- [Task goal] Which lines of the entries contain the word "edges"? Please list them.

[Collected data entries]
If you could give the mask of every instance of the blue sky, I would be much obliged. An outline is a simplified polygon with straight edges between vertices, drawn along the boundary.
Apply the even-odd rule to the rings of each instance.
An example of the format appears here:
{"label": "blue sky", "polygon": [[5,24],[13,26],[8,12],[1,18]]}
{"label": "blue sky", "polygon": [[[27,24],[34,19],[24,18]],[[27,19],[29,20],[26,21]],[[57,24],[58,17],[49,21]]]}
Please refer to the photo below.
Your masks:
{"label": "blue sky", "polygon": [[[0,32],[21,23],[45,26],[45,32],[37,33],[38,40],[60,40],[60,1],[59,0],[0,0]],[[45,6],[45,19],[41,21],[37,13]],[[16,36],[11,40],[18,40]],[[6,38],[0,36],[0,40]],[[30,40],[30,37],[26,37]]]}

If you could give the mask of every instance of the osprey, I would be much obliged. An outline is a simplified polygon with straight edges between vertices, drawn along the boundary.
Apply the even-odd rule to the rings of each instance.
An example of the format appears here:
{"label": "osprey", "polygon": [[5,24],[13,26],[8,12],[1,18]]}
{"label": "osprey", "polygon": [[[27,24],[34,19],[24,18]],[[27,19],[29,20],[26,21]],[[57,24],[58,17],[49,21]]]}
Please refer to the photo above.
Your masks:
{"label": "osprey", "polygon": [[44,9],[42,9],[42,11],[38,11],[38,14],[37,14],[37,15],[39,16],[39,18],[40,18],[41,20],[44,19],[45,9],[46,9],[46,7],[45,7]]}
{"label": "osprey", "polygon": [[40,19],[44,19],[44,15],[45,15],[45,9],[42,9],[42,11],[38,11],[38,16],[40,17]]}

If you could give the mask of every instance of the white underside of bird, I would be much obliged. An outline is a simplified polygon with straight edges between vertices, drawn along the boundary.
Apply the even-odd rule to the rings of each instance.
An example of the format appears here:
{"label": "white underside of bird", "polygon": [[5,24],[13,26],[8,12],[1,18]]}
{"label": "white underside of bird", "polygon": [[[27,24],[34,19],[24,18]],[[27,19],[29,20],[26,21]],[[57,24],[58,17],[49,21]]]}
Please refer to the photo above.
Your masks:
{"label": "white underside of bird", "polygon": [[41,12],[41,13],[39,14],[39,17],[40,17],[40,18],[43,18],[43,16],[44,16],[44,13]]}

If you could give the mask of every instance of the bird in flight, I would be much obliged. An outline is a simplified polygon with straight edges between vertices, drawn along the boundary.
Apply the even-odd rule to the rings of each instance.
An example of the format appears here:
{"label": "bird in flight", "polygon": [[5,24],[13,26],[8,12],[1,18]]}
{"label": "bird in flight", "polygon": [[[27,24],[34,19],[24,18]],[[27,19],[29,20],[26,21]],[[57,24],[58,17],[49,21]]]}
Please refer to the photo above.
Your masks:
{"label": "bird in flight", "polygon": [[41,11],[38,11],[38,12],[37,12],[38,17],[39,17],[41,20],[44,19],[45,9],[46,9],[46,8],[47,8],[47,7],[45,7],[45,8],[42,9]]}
--
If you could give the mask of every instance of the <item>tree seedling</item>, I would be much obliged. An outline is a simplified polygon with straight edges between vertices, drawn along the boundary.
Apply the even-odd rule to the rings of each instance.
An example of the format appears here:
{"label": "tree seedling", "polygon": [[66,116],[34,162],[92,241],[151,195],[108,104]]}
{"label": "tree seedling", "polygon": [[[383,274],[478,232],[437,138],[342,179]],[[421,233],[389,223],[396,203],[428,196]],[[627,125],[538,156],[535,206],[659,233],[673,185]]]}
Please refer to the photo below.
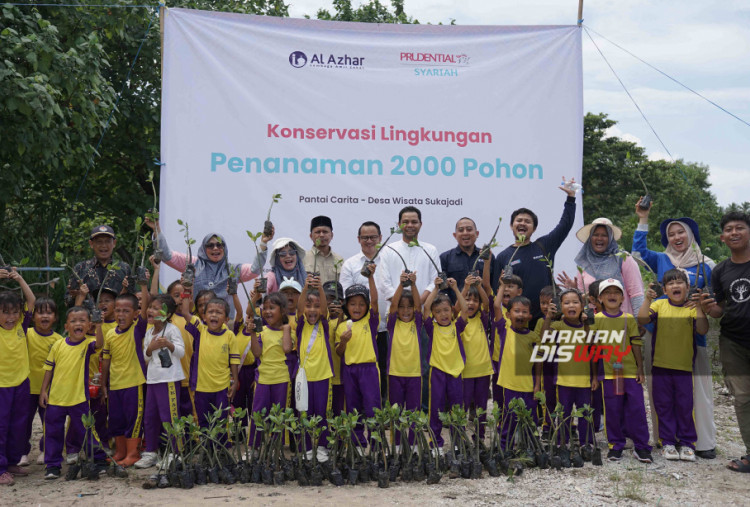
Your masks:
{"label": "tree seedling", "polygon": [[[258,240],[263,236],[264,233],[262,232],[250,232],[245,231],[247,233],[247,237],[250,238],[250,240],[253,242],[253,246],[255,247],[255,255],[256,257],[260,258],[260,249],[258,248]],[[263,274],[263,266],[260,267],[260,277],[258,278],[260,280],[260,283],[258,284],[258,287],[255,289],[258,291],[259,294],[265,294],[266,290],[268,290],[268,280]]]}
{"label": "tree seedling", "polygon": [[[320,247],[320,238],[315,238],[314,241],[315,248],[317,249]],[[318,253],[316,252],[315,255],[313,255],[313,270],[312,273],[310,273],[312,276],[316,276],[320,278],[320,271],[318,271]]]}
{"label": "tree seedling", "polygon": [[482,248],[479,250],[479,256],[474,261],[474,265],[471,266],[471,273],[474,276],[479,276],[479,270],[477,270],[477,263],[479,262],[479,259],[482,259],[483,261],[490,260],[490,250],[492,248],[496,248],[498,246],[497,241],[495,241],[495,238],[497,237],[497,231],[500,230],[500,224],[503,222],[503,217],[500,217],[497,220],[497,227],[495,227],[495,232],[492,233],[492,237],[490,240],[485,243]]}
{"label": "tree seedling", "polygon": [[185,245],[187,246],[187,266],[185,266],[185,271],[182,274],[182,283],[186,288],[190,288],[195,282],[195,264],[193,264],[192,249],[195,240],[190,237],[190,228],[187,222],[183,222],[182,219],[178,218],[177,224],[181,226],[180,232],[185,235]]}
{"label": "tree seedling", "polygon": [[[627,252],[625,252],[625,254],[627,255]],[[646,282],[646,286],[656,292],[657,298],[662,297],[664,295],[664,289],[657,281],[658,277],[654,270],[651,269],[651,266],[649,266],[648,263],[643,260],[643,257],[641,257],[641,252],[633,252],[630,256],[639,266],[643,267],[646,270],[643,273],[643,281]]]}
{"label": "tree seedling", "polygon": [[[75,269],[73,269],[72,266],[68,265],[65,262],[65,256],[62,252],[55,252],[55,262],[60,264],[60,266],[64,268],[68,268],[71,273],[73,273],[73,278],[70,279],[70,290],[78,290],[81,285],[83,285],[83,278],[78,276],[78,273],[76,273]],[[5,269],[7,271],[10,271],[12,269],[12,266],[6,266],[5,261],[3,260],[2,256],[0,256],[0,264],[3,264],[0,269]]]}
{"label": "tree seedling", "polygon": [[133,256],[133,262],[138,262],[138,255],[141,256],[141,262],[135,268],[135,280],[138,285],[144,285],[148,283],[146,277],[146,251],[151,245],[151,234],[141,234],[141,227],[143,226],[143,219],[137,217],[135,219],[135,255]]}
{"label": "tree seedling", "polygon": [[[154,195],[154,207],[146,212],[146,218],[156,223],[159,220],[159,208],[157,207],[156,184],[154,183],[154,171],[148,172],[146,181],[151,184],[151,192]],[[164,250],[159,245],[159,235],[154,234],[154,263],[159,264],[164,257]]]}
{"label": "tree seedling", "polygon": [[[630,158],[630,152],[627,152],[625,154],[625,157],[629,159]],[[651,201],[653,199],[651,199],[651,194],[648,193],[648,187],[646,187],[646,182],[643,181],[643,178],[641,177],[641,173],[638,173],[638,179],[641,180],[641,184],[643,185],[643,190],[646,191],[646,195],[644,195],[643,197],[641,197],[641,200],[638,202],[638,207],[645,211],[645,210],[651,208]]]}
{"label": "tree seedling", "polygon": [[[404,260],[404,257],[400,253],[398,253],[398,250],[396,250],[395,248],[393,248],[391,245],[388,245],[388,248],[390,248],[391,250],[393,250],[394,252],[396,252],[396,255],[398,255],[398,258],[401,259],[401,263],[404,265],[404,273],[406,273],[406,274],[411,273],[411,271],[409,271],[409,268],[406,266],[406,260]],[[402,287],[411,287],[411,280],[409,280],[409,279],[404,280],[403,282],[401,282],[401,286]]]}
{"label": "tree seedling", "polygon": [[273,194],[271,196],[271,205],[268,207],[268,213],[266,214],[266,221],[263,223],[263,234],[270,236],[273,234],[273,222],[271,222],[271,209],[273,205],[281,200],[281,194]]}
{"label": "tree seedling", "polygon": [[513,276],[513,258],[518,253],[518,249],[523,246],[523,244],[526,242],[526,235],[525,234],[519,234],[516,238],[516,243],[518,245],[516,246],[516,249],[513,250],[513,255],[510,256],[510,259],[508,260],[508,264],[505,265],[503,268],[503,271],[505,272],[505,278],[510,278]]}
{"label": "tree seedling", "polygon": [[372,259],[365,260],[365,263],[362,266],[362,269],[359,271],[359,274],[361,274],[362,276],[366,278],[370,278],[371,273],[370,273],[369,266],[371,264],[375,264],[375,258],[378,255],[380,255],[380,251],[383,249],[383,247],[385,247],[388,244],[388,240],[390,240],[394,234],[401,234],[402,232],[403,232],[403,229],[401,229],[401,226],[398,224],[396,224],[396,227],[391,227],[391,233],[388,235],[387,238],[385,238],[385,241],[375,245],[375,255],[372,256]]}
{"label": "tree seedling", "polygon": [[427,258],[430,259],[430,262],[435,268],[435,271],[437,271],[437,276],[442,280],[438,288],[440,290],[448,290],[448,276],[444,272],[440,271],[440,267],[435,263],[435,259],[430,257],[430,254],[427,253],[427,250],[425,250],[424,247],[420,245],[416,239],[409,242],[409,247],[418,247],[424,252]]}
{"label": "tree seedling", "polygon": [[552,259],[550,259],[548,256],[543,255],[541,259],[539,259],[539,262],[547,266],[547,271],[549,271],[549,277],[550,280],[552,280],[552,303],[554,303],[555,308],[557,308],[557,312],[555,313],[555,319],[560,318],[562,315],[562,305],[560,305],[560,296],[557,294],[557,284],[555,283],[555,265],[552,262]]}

- [Result below]
If you could give the mask of every instance of the blue sky, I would be much obliged. An outline is a simplified polygon with straight edges between vertices, drawn along the boundary.
If you could give the mask of every instance of the osprey, I would be much obliged. An outline is a simplified polygon with straight edges between vertices, drawn along the boundary.
If you could give the mask of every instance of the white underside of bird, I would be much obliged. An outline is a simplified polygon with straight edges between vertices, drawn along the boundary.
If you could give the mask of every instance of the bird in flight, I would be much obliged. An outline is a simplified polygon with straight edges between vertices, drawn along the boundary.
If you could give the mask of every instance of the <item>tree seedling</item>, I would be much obliged. An outline is a simplified polygon with straight edges between vertices, drawn along the boundary.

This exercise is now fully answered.